Quote the lines word for word, from the very first one up to and including the line with "[[[530,631],[564,636],[564,59],[559,80],[537,446],[516,549]]]". Leave the pictures out of your answer.

****************

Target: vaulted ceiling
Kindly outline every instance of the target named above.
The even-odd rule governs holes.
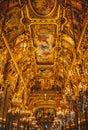
[[[80,85],[88,88],[88,1],[0,0],[5,111],[65,109]]]

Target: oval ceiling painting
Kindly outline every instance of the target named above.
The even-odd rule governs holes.
[[[56,0],[29,0],[33,11],[40,16],[46,16],[53,12]]]

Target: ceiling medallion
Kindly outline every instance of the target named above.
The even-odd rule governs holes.
[[[31,9],[38,16],[47,17],[56,8],[57,0],[28,0]]]

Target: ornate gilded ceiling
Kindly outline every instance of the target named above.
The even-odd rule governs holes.
[[[7,108],[64,109],[66,92],[77,95],[80,84],[88,86],[87,0],[0,0]]]

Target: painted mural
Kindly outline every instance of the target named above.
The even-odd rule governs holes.
[[[33,42],[36,47],[36,62],[38,64],[53,64],[55,45],[55,25],[33,25]]]
[[[48,15],[52,12],[55,7],[55,0],[29,0],[31,3],[32,9],[38,15]]]

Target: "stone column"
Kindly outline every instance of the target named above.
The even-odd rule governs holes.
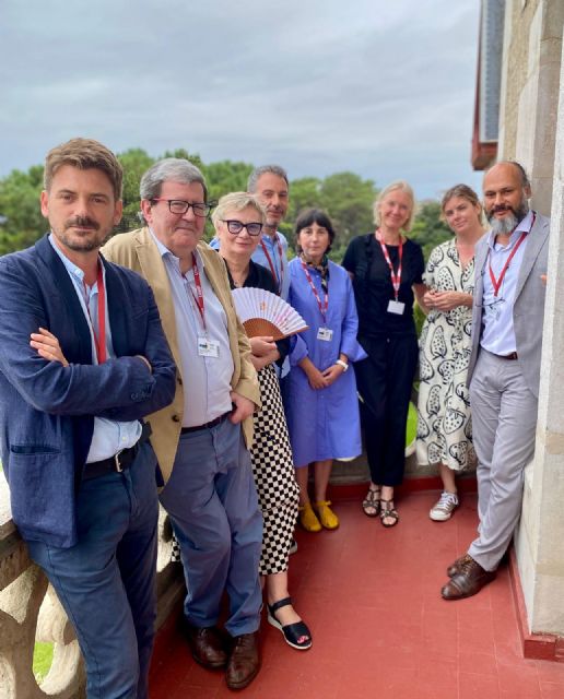
[[[530,631],[564,636],[564,59],[559,80],[537,446],[516,549]]]

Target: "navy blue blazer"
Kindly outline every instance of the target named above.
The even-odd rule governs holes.
[[[139,419],[175,392],[151,288],[134,272],[103,263],[117,358],[96,366],[75,288],[48,237],[0,258],[0,457],[20,533],[54,546],[77,542],[75,494],[94,416]],[[68,367],[30,346],[39,327],[59,339]],[[149,359],[152,374],[134,355]]]

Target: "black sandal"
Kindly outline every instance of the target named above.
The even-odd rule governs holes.
[[[378,512],[380,511],[380,493],[381,488],[368,488],[368,493],[366,493],[366,497],[362,501],[362,511],[366,517],[378,517]]]
[[[306,651],[308,648],[312,648],[312,643],[314,641],[312,639],[312,633],[304,621],[295,621],[294,624],[286,624],[285,626],[282,626],[275,616],[275,612],[278,612],[278,609],[291,604],[292,597],[284,597],[283,600],[274,602],[274,604],[268,604],[268,623],[282,631],[284,640],[289,645],[292,645],[292,648],[295,648],[298,651]]]
[[[390,500],[383,500],[380,498],[380,522],[383,526],[396,526],[396,524],[399,522],[398,510],[392,507],[392,505],[393,498],[391,498]],[[388,519],[388,517],[393,520],[391,524],[386,524],[386,522],[384,521]]]

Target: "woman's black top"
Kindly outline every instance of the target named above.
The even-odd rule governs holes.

****************

RESULT OF THE TASK:
Target: vaulted ceiling
Kindly outline every instance of the target named above.
The even-odd rule governs holes.
[[[80,85],[88,88],[88,1],[0,0],[5,111],[65,109]]]

Target: oval ceiling painting
Kindly outline every instance of the target named above.
The even-odd rule governs holes.
[[[56,0],[29,0],[33,11],[40,16],[46,16],[53,12]]]

Target: ceiling medallion
Kindly outline every instance of the target named above.
The even-odd rule governs holes.
[[[31,9],[38,16],[47,17],[56,8],[57,0],[28,0]]]

Target: ornate gilded ceiling
Kindly outline every instance of the target named above.
The even-odd rule governs holes.
[[[7,108],[64,109],[66,92],[77,95],[80,84],[88,86],[87,0],[0,0]]]

Target: painted mural
Kindly outline every instance of the target named above.
The even-odd rule governs holes.
[[[33,42],[36,47],[36,62],[38,64],[53,64],[55,45],[55,25],[33,25]]]
[[[48,15],[52,12],[55,7],[55,0],[29,0],[31,3],[32,9],[38,15]]]

Target: "stone column"
Kindly outline every instance of the target named above.
The even-odd rule governs holes.
[[[530,631],[564,636],[564,59],[559,80],[537,446],[516,549]]]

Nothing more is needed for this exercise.